## Fragmento citado
┌──

Bien claro queda, por tanto, que debemos procurar con todas nuestras fuerzas preparar un
época en que, por acuerdo de las naciones, pueda ser absolutamente prohibida cualquier
guerra.
Esto
requiere el establecimiento de una autoridad pública universal reconocida por todos, con
poder eficaz para garantizar la seguridad, el cumplimiento de la justicia y el respeto de
los derechos. Pero antes de que se pueda establecer tan deseada autoridad es necesario que
las actuales asociaciones internacionales supremas se dediquen de lleno a estudiar los
medios más aptos para la seguridad común.
La paz
ha de nacer de la mutua confianza de los pueblos y no debe ser impuesta a las naciones por
el terror de las armas; por ello, todos han de trabajar para que la carrera de armamentos
cese finalmente, para que comience ya en realidad la reducción de armamentos, no
unilateral, sino simultánea, de mutuo acuerdo, con auténticas y eficaces garantías.
No hay
que despreciar, entretanto, los intentos ya realizados y que aún se llevan a cabo para
alejar el peligro de la guerra. Más bien hay que ayudar la buena voluntad de muchísimos
que, aun agobiados por las enormes preocupaciones de sus altos cargos, movidos por el
gravísimo deber que les acucia, se esfuerzan, por eliminar la guerra, que aborrecen,
aunque no pueden prescindir de la complejidad inevitable de las cosas.
Hay que
pedir con insistencia a Dios que les dé fuerzas para perseverar en su intento y llevar a
cabo con fortaleza esta tarea de sumo amor a los hombres, con la que se construye
virilmente la paz. Lo cual hoy exige de ellos con toda certeza que amplíen su mente más
allá de las fronteras de la propia nación, renuncien al egoísmo nacional ya a la
ambición de dominar a otras naciones, alimenten un profundo respeto por toda la
humanidad, que corre ya, aunque tan laboriosamente, hacia su mayor unidad.
Acerca
de los problemas de la paz y del desarme, los sondeos y conversaciones diligente e
ininterrumpidamente celebrados y los congresos internacionales que han tratado de este
asunto deben ser considerados como los primeros pasos para solventar temas tan espinosos y
serios, y hay que promoverlos con mayor urgencia en el futuro para obtener resultados
prácticos.
Sin
embargo, hay que evitar el confiarse sólo en los conatos de unos pocos, sin preocuparse
de la reforma en la propia mentalidad. Pues los que gobiernan a los pueblos, que son
garantes del bien común de la propia nación y al mismo tiempo promotores del bien de
todo el mundo, dependen enormemente de las opiniones y de los sentimientos de las
multitudes.
Nada
les aprovecha trabajar en la construcción de la paz mientras los sentimientos de
hostilidad, de menos precio y de desconfianza, los odios raciales y las ideologías
obstinadas, dividen a los hombres y los enfrentan entre sí. Es de suma urgencia proceder
a una renovación en la educación de la mentalidad y a una nueva orientación en la
opinión pública.

└──

## Registros proporcionados
┌──

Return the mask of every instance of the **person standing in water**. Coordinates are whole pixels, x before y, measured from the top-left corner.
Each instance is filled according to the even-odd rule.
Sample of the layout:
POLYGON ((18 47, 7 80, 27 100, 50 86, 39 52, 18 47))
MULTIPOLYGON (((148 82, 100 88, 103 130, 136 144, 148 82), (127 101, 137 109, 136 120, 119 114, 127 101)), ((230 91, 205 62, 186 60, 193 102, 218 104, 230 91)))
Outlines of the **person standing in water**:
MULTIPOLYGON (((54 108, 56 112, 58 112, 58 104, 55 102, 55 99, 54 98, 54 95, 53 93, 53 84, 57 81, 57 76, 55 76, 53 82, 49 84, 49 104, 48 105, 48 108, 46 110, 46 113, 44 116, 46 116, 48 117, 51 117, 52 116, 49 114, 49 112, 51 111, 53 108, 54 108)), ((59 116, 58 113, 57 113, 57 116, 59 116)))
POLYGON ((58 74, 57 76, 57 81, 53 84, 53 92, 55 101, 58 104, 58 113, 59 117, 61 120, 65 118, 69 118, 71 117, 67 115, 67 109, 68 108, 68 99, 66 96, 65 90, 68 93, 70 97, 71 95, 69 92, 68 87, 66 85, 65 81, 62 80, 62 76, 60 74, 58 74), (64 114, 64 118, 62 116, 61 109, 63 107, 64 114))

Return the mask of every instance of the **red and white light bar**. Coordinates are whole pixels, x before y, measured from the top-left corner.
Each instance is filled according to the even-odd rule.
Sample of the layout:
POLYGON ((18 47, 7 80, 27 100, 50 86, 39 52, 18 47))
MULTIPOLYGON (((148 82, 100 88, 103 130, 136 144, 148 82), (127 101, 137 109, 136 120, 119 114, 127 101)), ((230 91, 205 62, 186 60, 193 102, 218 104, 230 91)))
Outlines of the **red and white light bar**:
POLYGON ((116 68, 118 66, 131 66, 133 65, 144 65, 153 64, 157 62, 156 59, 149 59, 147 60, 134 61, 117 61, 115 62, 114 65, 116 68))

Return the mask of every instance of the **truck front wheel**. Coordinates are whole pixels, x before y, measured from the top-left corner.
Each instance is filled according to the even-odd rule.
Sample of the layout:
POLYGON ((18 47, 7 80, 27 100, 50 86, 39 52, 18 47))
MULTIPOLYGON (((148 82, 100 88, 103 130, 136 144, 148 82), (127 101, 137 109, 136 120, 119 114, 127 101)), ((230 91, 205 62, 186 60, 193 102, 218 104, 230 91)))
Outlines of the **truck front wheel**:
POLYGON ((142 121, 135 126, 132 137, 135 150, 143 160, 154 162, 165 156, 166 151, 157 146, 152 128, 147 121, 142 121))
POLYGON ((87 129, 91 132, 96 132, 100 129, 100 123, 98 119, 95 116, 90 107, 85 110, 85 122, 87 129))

└──

## Descripción del problema
Contesta estas preguntas con lo que dice el texto sobre la paz:
1. ¿Qué hace falta establecer para poder prohibir cualquier guerra?
2. ¿De qué ha de nacer la paz?
3. ¿De qué dependen enormemente los que gobiernan a los pueblos?

## Respuesta del ejercicio
1. Una autoridad pública universal reconocida por todos, con poder eficaz para garantizar la seguridad, el cumplimiento de la justicia y el respeto de los derechos.
2. De la mutua confianza de los pueblos.
3. De las opiniones y de los sentimientos de las multitudes.